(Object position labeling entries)
══════════

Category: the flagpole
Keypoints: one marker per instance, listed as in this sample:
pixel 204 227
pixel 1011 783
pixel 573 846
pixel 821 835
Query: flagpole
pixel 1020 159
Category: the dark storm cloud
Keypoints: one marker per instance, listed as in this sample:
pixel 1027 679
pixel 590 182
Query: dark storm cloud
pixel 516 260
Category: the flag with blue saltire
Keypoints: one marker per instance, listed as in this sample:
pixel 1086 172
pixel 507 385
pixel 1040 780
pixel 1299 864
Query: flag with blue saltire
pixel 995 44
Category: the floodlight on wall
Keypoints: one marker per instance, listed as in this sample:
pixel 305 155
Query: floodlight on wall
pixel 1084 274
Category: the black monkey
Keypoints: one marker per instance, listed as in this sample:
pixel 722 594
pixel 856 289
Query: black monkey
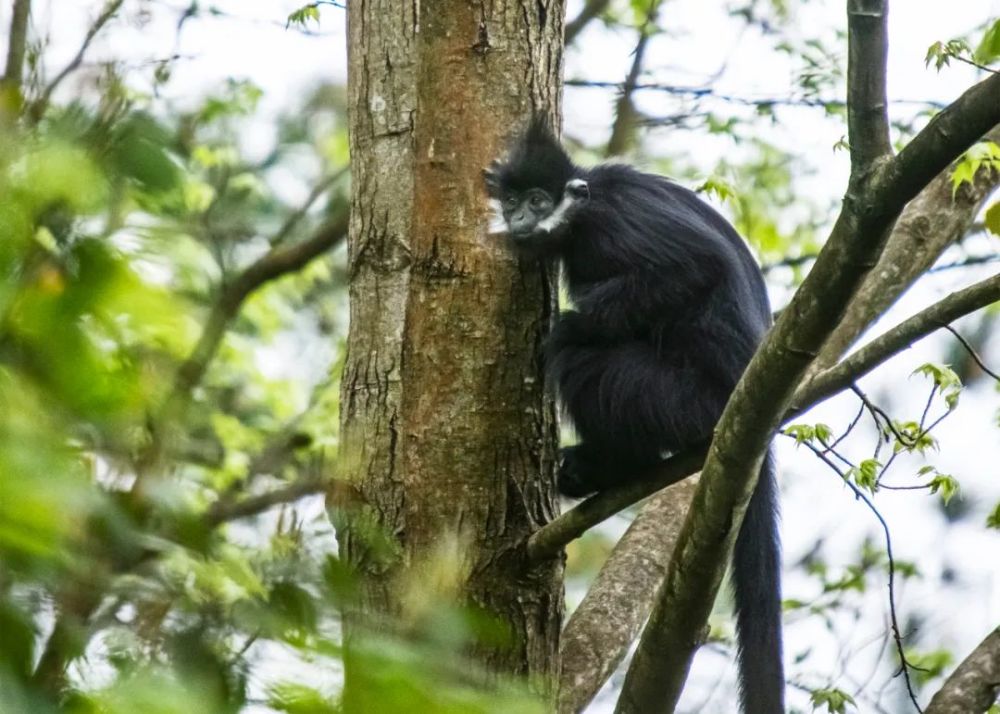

══════════

Find each line in the records that contains the word "blue", and copy those lines in full.

CORRECT ANSWER:
Category: the flag with blue saltire
Query: flag with blue saltire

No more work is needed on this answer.